The Wolverine Hotel, also known as the Dilworth Hotel or the Wolverine-Dilworth Inn, is a hotel located at 300 Water Street in Boyne City, Michigan. It was listed on the National Register of Historic Places in 1986. It is the only hotel remaining in the Boyne area dating from the turn-of-the-century era when Boyne City was a booming lumber town.

==History==
At the turn of the 19th century, Boyne City was the lumber capital of northwest Michigan. Related businesses opened their doors in Boyne City, employing more and more men. As the new century progressed, the city grew rapidly, from 912 residents in 1900 to 5,995 residents in 1910. In 1911, a group of Boyne City residents felt the city needed a high-class hotel, a notch above the half-dozen hotels already established in the city. Forty-six residents formed the Boyne City Hotel Company, and commissioned a building to be called the Wolverine Hotel. They hired Price Brothers from East Jordan, Michigan to construct the building. The hotel opened on February 1, 1912.

However, by the end of World War I, the timber in the area had been depleted. Businesses around Boyne City closed and residents moved. In 1936, the hotel was purchased by Wesley Dilworth, who renamed it the Dilworth Hotel. During the 1930s and 1940s, the Dilworth became known nationally for hosting the annual Boyne City Smelt Run Banquet. Dilworth sold the hotel in the mid-1940s.

## Information
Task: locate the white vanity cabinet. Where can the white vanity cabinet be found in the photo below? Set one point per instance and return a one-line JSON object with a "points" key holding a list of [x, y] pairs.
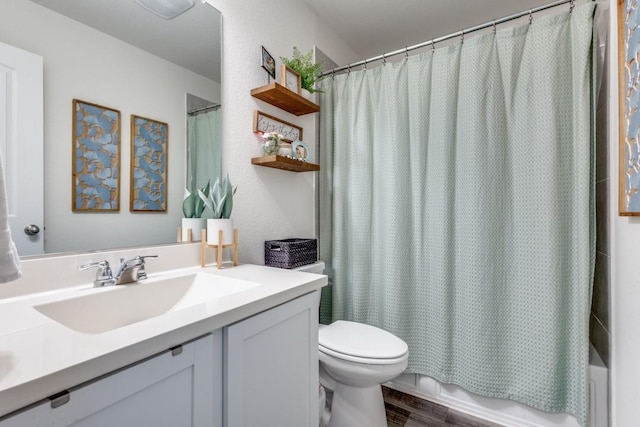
{"points": [[271, 367], [180, 387], [260, 371]]}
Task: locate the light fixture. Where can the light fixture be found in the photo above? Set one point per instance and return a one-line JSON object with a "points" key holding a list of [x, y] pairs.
{"points": [[167, 9]]}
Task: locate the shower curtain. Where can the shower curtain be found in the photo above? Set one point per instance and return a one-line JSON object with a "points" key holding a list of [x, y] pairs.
{"points": [[457, 208], [204, 142]]}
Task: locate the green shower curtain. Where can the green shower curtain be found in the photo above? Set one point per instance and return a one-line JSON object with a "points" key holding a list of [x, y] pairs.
{"points": [[457, 208], [204, 136]]}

## What to do
**A.** In the Wolverine Hotel passage, what are all the names the hotel has gone by?
**B.** Continue the Wolverine Hotel passage from the sentence about Dilworth selling the hotel in the mid-1940s.

## Answer section
**A.** Wolverine Hotel, Dilworth Hotel, Wolverine-Dilworth Inn

**B.**
The hotel changed hands multiple times, and by the 2000s was struggling. It closed in 2008. The building was purchased by an investor in 2013, with plans to rehabilitate the building. The project received a $1,000,000 grant in 2015, and when completed will have 26 hotel rooms, a restaurant, a banquet room and a pub.

==Description==
The Wolverine Hotel Hotel is a four-story Classical Revival brick structure with a flat roof. The lower two floors are rectangular in plan, measuring 76 by 96 ft. The upper two floors are U-shaped. The ground floor is approximately half below grade, with the main floor above about 4 ft above grade. The walls are constructed of red/orange brick. Small white concrete blocks ornament the third-story windows. A sheet metal cornice runs around the building above the fourth-floor windows, and a parapet wall extends above that.

The hotel has three porches with square Doric columns on the north, east, and west elevations. These porches are reproductions of the original porches, which were removed at some time in the past.

On the interior, the lobby has Classic Revival pilasters projecting from the walls, and a beamed, coffered ceiling with ornamental plaster moldings. The wood is dark stained oak, and the floor is porcelain tile. This tile extends down the hallway to the main dining room, which has similar pilasters and coffered ceiling. The dining room also has glass chandeliers and a large fireplace. Another bar/dining room is located in the corner of the building, with the kitchen opposite. A frame addition to the building extends the kitchen space to accommodate freezers and coolers.